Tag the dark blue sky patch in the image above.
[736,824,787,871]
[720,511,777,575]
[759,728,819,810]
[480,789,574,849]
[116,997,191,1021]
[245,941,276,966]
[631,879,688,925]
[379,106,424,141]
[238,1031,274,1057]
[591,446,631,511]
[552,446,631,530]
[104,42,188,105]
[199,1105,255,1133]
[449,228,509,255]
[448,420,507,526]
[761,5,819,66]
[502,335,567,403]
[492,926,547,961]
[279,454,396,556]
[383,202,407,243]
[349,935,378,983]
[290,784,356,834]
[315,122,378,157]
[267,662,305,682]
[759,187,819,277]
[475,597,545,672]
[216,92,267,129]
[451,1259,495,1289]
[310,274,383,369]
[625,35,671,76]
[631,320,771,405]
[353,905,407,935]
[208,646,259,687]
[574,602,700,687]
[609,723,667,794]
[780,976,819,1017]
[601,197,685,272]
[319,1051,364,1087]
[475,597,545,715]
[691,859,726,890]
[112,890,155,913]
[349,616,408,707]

→ **STATED TASK**
Reproduce all of the lines above word for word and number for number, in their original order, with nothing added or left out.

→ **EXERCISE RESULT**
Tag the dark blue sky patch in the image above.
[736,824,787,871]
[720,511,777,575]
[759,728,819,810]
[480,789,574,849]
[116,997,191,1021]
[245,941,276,966]
[631,879,688,925]
[379,106,424,141]
[238,1031,274,1057]
[591,446,631,511]
[552,446,631,530]
[104,42,188,105]
[199,1105,255,1133]
[449,228,509,255]
[448,420,507,526]
[761,5,819,66]
[502,335,567,403]
[492,926,547,961]
[279,454,396,556]
[383,202,407,243]
[349,935,378,983]
[290,784,356,834]
[315,122,378,157]
[267,662,305,682]
[759,187,819,277]
[475,597,545,672]
[216,92,267,129]
[451,1259,495,1289]
[310,274,383,369]
[625,35,671,76]
[631,320,771,405]
[353,905,407,935]
[208,646,259,687]
[574,602,700,687]
[609,723,667,794]
[780,976,819,1017]
[601,197,685,272]
[319,1051,364,1087]
[475,597,545,715]
[691,859,726,890]
[112,890,155,913]
[349,616,408,707]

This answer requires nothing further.